Direction =>
Output the following lines word for word, with nothing changed, and leave the pictures out.

Provided entries =>
%%
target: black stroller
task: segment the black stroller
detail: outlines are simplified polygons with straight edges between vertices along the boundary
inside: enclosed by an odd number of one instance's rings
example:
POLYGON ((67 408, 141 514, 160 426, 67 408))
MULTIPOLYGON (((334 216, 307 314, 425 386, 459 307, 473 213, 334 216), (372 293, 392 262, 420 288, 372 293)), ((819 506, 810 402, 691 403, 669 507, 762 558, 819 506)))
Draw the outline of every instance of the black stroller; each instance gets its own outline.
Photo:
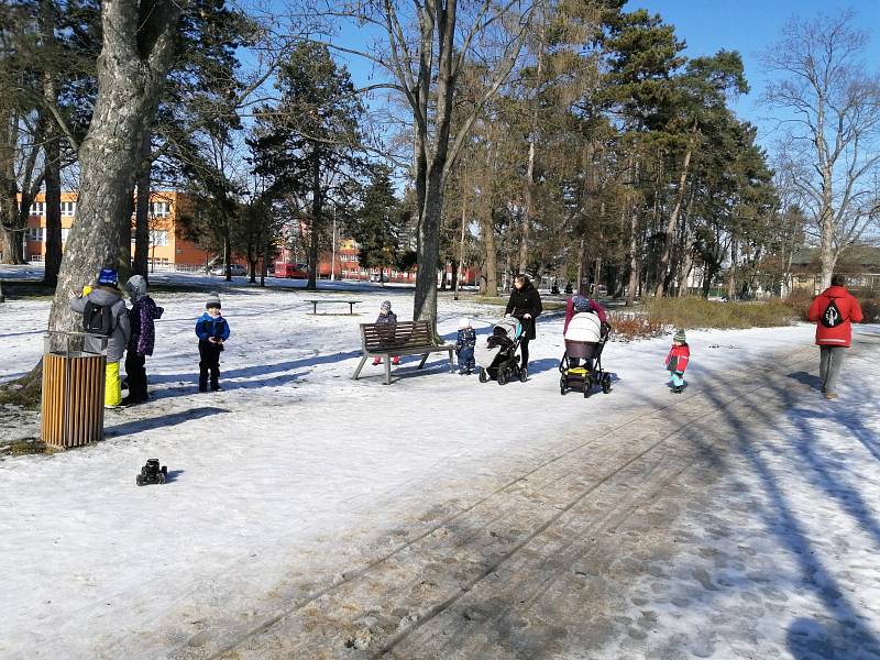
%%
Reply to the task =>
target: black stroller
task: segment the black stroller
detail: outlines are simplified polygons with straight edges between vertices along the boundary
inside: enclosed by an odd number of one instance's rings
example:
POLYGON ((67 408, 141 514, 160 426, 67 408))
MULTIPOLYGON (((334 216, 307 314, 425 386, 459 307, 473 213, 334 216), (372 293, 392 262, 420 288, 372 293)), ((819 506, 810 402, 691 403, 669 507, 762 558, 819 506)))
Draw the outline of every instance of the black stroller; each instance gets its own outline.
Photo:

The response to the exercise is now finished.